EXERCÍCIO PROPOSTO: Dê sequência ao texto sobre a Colônia Itapuã, escrevendo o trecho que vem logo depois da última frase apresentada.

TEXTO DE ORIGEM:
É essa arquitetura e suas implicações na vida de milhares de brasileiros que, a partir desta segunda (17), poderá ser visitada virtualmente no projeto transmídia Cidade Inventada (acidadeinventada.com.br ), selecionado pelo Rumos Itaú Cultural.

O site reúne documentos, fotos e vídeos gravados no local, que permitem uma visita a prédios, alamedas e moradores remanescentes.

"O local era administrado por uma ordem de freiras franciscanas, que impunha um controle moral. Homens eram separados de mulheres e, para se relacionarem, precisavam pedir autorização", conta a documentarista Liliana Sulzback, autora do filme que deu origem ao projeto digital.

"Precisava preservar a história dessas pessoas porque a cidade está desaparecendo."

Eva Nunes que o diga. Aos 72 anos, ela é um dos oito moradores remanescentes. Chegou à Colônia Itapuã com apenas 12 anos, em 1959. "Fiquei muito desesperada quando cheguei aqui e tentei fugir, mas fui pega. Por pouco não me colocaram na cadeia por causa disso", lembra.

CONTEÚDO DOS DADOS:
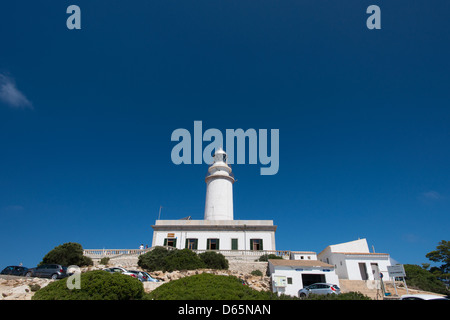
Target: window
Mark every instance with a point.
(191, 244)
(170, 242)
(212, 244)
(234, 244)
(256, 244)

RESPOSTA DO EXERCÍCIO:
Ela diz que, passado o impacto inicial, se acostumou à vida na colônia. "Era um lugar maravilhoso. Me criei, me casei, tudo bonitinho. Mas, hoje, está totalmente abandonado. Me sinto esquecida."

Onde fica - Hospital Colônia Itapuã

INDENIZAÇÃO

Em 2007, o Brasil se tornou o segundo país do mundo a indenizar pessoas que foram isoladas compulsoriamente por causa da hanseníase.

"Recebi 27 pilas do governo", conta Eva. "Comprei um terreno e construí uma casinha pra mim na Vila Itapuã [cidade vizinha]. Hoje, recebo um salário mínimo por mês."

O primeiro país a indenizar as vítimas do isolamento compulsório pelo Mal de Hansen foi o Japão, que teve 17 colônias em funcionamento até os anos 1990, e onde homens eram esterilizados e mulheres que eventualmente engravidassem tinham de abortar os bebês.

No Brasil, agora são os filhos de pacientes isolados pelo Estado que buscam reparação. Isso porque eles eram imediatamente separados dos pais, que muitas vezes nunca mais viam.

A professora aposentada Marleci Petry Starosky, 61, foi um dos bebês nascidos em Itapuã e retirados do local logo após o parto. "Minha mãe só soube que eu era menina uma semana depois", conta.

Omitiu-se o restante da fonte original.